[Data entries]
··········

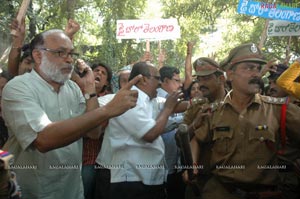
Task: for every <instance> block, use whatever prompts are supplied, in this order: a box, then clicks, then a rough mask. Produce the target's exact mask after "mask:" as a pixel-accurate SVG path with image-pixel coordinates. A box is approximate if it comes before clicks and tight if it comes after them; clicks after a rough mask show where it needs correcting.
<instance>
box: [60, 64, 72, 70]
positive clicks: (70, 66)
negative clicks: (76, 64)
mask: <svg viewBox="0 0 300 199" xmlns="http://www.w3.org/2000/svg"><path fill="white" fill-rule="evenodd" d="M62 69H72V70H73V69H74V66H73V65H72V64H65V65H64V66H63V67H62Z"/></svg>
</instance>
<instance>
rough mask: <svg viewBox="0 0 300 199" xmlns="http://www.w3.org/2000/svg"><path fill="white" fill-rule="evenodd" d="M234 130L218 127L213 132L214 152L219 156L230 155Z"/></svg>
mask: <svg viewBox="0 0 300 199" xmlns="http://www.w3.org/2000/svg"><path fill="white" fill-rule="evenodd" d="M232 137H233V129H232V128H230V127H216V128H214V130H213V142H214V146H213V148H212V151H214V152H215V153H218V154H219V155H225V154H228V153H229V151H230V146H231V145H232V144H231V141H232Z"/></svg>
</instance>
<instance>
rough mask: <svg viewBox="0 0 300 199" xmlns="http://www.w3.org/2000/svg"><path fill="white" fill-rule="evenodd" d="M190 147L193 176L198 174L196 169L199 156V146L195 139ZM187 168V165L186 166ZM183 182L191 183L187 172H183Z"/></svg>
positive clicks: (197, 170) (190, 144)
mask: <svg viewBox="0 0 300 199" xmlns="http://www.w3.org/2000/svg"><path fill="white" fill-rule="evenodd" d="M190 146H191V152H192V158H193V166H194V167H193V174H194V175H197V174H198V169H197V167H196V166H197V165H198V162H199V155H200V148H201V147H200V145H199V143H198V141H197V139H196V138H195V137H194V138H193V139H192V140H191V142H190ZM187 166H189V165H187ZM182 177H183V181H184V182H186V183H191V181H192V180H193V179H189V177H188V171H187V170H186V171H184V173H183V176H182Z"/></svg>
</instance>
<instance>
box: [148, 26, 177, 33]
mask: <svg viewBox="0 0 300 199" xmlns="http://www.w3.org/2000/svg"><path fill="white" fill-rule="evenodd" d="M173 30H174V26H173V25H169V26H168V25H159V26H153V27H151V26H150V24H145V29H144V30H143V32H144V33H161V32H164V31H165V32H172V31H173Z"/></svg>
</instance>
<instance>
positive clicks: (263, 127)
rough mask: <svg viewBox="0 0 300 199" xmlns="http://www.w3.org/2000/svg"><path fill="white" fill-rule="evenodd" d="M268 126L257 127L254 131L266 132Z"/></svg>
mask: <svg viewBox="0 0 300 199" xmlns="http://www.w3.org/2000/svg"><path fill="white" fill-rule="evenodd" d="M267 129H268V126H267V125H258V126H256V127H255V130H257V131H261V130H267Z"/></svg>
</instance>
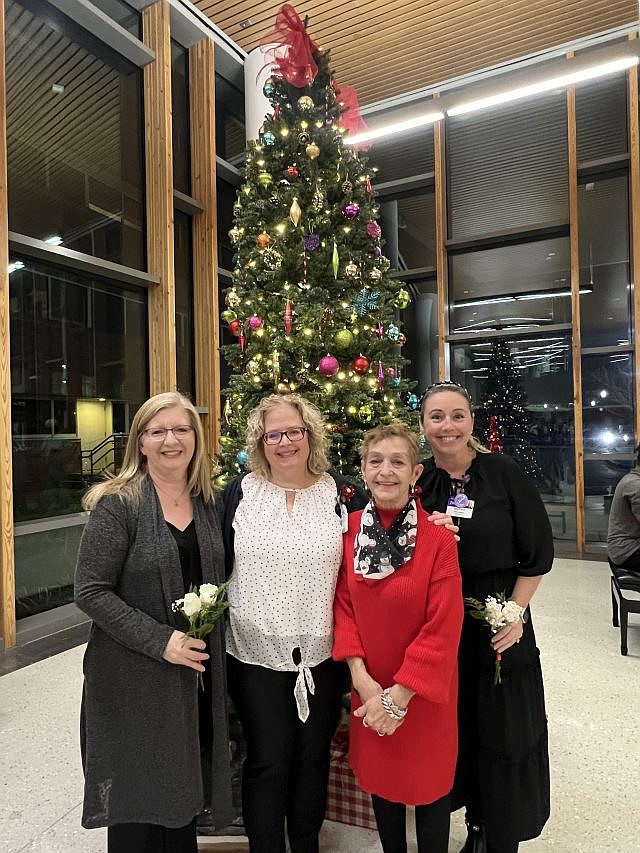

··········

List each line in the items above that contains the string "clicks". Case counts.

### WRITTEN REPLY:
Task: for every <instance> block, use whatever prompts are supplied, in this order: a box, then clicks, then a rough mask. Produce the target's exact mask after "mask:" as a pixel-accurate SVG path with image-pixel coordinates. A box is approximate if it comes before clicks and tight if it comes after them; clicks after a rough mask show where it needs correcting.
positive clicks: (70, 66)
negative clicks: (76, 64)
positive clicks: (197, 170) (190, 144)
positive clicks: (263, 127)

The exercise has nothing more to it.